First, go to the top of the class by eating breakfast. The brain is best 
fuelled by a steady supply of glucose, and many studies have shown that 
skipping breakfast reduces people's performance at school and at work.

But it isn't simply a matter of getting some calories down. According to 
research published in 2003, kids breakfasting on fizzy drinks and sugary snacks 
performed at the level of an average 70-year-old in tests of memory and 
attention. Beans on toast is a far better combination, as Barbara Stewart from 
the University of Ulster, UK, discovered. Toast alone boosted children's scores 
on a variety of cognitive tests, but when the tests got tougher, the breakfast 
with the high-protein beans worked best. Beans are also a good source of fibre, 
and other research has shown a link between a high-fibre diet and improved 
cognition. If you can't stomach beans before midday, wholemeal toast with 
Marmite makes a great alternative. The yeast extract is packed with B vitamins, 
whose brain-boosting powers have been demonstrated in many studies.

A smart choice for lunch is omelette and salad. Eggs are rich in choline, which 
your body uses to produce the neurotransmitter acetylcholine. Researchers at 
Boston University found that when healthy young adults were given the drug 
scopolamine, which blocks acetylcholine receptors in the brain, it 
significantly reduced their ability to remember word pairs. Low levels of 
acetylcholine are also associated with Alzheimer's disease, and some studies 
suggest that boosting dietary intake may slow age-related memory loss.

A salad packed full of antioxidants, including beta-carotene and vitamins C and 
E, should also help keep an ageing brain in tip-top condition by helping to mop 
up damaging free radicals. Dwight Tapp and colleagues from the University of 
California at Irvine found that a diet high in antioxidants improved the 
cognitive skills of 39 ageing beagles - proving that you can teach an old dog 
new tricks.

Round off lunch with a yogurt dessert, and you should be alert and ready to 
face the stresses of the afternoon. That's because yogurt contains the amino 
acid tyrosine, needed for the production of the neurotransmitters dopamine and 
noradrenalin, among others. Studies by the US military indicate that tyrosine 
becomes depleted when we are under stress and that supplementing your intake 
can improve alertness and memory.

Don't forget to snaffle a snack mid-afternoon, to maintain your glucose levels. 
Just make sure you avoid junk food, and especially highly processed goodies 
such as cakes, pastries and biscuits, which contain trans-fatty acids. These 
not only pile on the pounds, but are implicated in a slew of serious mental 
disorders, from dyslexia and ADHD (attention deficit hyperactivity disorder) to 
autism. Hard evidence for this is still thin on the ground, but last year 
researchers at the annual Society for Neuroscience meeting in San Diego, 
California, reported that rats and mice raised on the rodent equivalent of junk 
food struggled to find their way around a maze, and took longer to remember 
solutions to problems they had already solved.

It seems that some of the damage may be mediated through triglyceride, a 
cholesterol-like substance found at high levels in rodents fed on trans-fats. 
When the researchers gave these rats a drug to bring triglyceride levels down 
again, the animals' performance on the memory tasks improved.

Brains are around 60 per cent fat, so if trans-fats clog up the system, what 
should you eat to keep it well oiled? Evidence is mounting in favour of omega-3 
fatty acids, in particular docosahexaenoic acid or DHA. In other words, your 
granny was right: fish is the best brain food. Not only will it feed and 
lubricate a developing brain, DHA also seems to help stave off dementia.

— About this exercise —
Answer these questions using the brain-food text:
(a) Which substance in eggs does the body use to produce the neurotransmitter acetylcholine?
(b) How many ageing beagles showed improved cognitive skills on a diet high in antioxidants?
(c) Which amino acid in yogurt is needed to produce dopamine and noradrenalin?
Rely solely on the brain-food text when answering.

— Supplied entries —
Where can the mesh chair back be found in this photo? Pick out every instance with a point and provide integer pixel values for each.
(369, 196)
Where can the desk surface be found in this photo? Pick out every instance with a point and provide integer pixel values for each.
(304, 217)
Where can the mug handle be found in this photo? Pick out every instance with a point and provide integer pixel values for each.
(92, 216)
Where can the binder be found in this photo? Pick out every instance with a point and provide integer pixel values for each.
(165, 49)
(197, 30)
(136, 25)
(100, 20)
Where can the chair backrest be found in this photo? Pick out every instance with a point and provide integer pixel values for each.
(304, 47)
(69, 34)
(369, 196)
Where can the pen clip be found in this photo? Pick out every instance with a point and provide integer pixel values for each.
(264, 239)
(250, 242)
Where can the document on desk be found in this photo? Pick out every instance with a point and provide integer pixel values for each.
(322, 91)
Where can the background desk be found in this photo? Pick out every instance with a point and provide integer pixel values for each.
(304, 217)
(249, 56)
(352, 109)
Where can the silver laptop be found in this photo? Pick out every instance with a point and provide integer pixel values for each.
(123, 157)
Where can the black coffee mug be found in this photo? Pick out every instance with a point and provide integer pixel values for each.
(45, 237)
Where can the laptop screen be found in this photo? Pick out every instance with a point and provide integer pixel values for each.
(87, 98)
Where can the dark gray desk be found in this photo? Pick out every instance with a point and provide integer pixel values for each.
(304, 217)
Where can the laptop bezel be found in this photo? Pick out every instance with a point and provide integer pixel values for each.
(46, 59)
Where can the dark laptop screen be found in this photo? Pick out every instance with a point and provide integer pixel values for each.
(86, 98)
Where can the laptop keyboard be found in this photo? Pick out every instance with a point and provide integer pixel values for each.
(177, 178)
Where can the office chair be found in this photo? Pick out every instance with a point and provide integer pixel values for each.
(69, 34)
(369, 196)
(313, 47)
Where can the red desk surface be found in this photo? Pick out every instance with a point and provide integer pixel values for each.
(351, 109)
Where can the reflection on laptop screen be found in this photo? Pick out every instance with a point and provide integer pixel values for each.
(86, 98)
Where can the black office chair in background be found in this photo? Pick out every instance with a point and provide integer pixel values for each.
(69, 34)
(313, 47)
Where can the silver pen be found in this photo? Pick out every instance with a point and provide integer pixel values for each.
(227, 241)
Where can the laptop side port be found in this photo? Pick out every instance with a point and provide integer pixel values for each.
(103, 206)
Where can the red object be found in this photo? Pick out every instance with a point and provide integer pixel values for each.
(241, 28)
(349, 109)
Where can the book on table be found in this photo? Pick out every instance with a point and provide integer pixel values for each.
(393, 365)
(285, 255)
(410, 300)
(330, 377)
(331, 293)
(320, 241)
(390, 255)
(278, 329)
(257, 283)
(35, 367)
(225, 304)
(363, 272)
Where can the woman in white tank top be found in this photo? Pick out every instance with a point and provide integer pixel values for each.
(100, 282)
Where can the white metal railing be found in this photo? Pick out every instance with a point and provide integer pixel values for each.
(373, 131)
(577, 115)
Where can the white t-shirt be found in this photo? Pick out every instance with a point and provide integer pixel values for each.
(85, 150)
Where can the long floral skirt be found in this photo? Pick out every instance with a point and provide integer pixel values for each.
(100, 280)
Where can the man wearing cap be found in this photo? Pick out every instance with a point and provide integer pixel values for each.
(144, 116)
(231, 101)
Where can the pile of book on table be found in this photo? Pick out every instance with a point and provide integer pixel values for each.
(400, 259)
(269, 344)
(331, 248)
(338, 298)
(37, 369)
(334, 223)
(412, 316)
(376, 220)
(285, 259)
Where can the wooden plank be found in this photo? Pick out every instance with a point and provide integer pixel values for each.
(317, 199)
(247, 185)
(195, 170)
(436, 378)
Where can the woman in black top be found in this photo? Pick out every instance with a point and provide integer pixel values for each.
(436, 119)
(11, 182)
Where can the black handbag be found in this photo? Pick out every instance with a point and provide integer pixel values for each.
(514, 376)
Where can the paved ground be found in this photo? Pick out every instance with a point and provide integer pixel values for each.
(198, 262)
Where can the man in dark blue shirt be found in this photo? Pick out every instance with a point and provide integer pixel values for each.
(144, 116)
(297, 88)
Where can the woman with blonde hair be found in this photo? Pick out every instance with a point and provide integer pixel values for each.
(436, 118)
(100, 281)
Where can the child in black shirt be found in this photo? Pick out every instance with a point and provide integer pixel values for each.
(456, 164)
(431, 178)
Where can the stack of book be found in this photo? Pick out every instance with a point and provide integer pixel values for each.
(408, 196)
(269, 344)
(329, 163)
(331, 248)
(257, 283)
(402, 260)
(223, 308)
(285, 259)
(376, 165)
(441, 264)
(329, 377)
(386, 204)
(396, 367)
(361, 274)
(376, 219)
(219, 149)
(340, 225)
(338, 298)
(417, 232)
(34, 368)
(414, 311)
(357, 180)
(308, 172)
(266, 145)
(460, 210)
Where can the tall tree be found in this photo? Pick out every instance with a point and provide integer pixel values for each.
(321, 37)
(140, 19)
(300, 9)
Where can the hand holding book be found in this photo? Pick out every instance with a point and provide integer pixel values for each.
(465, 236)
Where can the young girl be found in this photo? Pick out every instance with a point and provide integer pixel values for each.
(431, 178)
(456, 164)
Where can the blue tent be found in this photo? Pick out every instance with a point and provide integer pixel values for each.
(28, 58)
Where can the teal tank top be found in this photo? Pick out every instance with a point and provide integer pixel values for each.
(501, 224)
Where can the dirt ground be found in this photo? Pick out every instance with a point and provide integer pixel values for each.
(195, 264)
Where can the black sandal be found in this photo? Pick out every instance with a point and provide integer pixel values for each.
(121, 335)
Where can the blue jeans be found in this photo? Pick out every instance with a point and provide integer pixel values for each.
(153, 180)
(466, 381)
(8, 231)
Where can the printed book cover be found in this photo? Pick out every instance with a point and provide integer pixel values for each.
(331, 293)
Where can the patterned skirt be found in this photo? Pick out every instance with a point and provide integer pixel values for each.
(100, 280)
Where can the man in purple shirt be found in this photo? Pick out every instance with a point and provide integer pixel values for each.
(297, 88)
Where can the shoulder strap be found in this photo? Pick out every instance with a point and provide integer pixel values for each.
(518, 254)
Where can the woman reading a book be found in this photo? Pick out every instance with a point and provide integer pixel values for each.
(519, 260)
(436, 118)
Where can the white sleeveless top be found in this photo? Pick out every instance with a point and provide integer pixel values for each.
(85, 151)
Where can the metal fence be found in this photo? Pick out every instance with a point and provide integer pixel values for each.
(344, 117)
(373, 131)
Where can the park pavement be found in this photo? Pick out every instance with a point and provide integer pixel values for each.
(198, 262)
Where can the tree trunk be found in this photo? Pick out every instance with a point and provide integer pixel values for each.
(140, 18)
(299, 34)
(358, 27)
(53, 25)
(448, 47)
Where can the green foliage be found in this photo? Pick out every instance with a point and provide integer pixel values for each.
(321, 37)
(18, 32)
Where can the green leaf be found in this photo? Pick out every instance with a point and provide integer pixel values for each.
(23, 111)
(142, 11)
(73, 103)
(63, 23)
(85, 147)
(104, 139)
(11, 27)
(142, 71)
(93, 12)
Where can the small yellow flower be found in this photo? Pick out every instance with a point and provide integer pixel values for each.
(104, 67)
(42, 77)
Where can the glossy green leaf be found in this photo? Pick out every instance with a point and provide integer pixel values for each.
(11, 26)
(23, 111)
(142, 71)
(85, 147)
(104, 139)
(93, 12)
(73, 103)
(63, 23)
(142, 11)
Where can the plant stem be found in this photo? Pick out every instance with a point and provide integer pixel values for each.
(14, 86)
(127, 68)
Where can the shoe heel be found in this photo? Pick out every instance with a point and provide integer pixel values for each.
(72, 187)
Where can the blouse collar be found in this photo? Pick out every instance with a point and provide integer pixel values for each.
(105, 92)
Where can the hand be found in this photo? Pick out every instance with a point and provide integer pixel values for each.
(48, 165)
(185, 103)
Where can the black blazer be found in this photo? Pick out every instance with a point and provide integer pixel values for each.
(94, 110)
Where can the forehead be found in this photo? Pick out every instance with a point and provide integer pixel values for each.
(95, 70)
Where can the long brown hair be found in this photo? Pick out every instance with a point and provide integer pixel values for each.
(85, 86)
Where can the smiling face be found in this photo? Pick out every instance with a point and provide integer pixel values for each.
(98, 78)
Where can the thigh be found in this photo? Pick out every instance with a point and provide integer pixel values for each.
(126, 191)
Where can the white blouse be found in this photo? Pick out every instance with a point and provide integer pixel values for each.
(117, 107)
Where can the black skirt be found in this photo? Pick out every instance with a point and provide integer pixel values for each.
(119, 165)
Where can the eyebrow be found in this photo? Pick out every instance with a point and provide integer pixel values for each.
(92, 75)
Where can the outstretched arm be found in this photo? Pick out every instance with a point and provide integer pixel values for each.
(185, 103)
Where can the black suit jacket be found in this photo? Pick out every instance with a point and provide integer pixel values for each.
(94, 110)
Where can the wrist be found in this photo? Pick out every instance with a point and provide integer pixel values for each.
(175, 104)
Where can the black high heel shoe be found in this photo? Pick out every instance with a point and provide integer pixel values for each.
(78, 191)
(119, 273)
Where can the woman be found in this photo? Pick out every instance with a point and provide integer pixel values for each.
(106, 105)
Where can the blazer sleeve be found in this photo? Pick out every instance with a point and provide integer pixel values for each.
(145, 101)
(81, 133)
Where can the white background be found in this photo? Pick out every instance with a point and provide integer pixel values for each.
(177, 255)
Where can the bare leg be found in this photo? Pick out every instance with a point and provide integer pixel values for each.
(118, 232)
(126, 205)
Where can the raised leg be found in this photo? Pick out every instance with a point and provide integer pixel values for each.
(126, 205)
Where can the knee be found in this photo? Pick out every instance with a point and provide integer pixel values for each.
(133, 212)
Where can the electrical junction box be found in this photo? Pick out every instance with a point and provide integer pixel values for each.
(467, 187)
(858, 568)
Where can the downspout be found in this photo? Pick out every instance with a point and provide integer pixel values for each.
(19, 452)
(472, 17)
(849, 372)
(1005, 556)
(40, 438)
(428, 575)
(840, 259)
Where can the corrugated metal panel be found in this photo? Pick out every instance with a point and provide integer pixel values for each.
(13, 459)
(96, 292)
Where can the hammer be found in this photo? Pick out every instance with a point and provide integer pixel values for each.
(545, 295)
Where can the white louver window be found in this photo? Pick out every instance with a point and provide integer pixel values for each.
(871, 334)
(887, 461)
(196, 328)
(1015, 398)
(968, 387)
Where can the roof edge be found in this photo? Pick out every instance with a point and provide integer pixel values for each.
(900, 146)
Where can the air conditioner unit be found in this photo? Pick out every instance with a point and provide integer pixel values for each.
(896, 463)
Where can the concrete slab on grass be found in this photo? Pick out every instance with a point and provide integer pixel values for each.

— Solution to this exercise —
(a) Choline
(b) 39
(c) Tyrosine